Point localization data:
────────
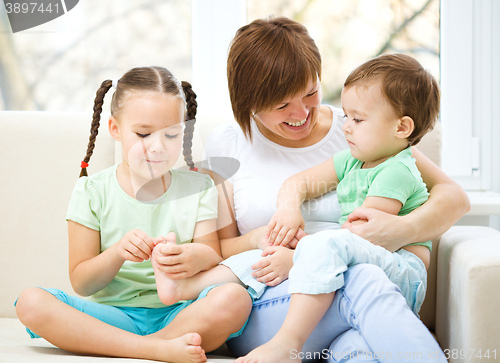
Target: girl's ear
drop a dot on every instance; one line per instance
(113, 128)
(405, 127)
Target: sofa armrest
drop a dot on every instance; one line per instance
(468, 291)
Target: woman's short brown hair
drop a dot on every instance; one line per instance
(410, 89)
(269, 60)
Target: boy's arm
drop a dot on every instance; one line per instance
(309, 184)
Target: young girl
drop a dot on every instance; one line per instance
(116, 217)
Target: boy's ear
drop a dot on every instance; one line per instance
(113, 128)
(405, 127)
────────
## What to do
Above are the records; repeat them exactly, omitting every picture.

## Answer
Target: girl's ear
drop a dot on every instance; one line per instance
(113, 128)
(405, 127)
Target: sofa armrest
drop a dot on every instance; one line per instance
(468, 291)
Target: woman's short brown hair
drop a dot on every instance; one line per instance
(410, 89)
(269, 60)
Target: boy's arm
drop a dot on every instance; one line per instance
(309, 184)
Target: young girl
drop a dot on every instance; one line per instance
(116, 217)
Target: boy's ear
drop a dot on every instance; one line per instance
(113, 128)
(405, 127)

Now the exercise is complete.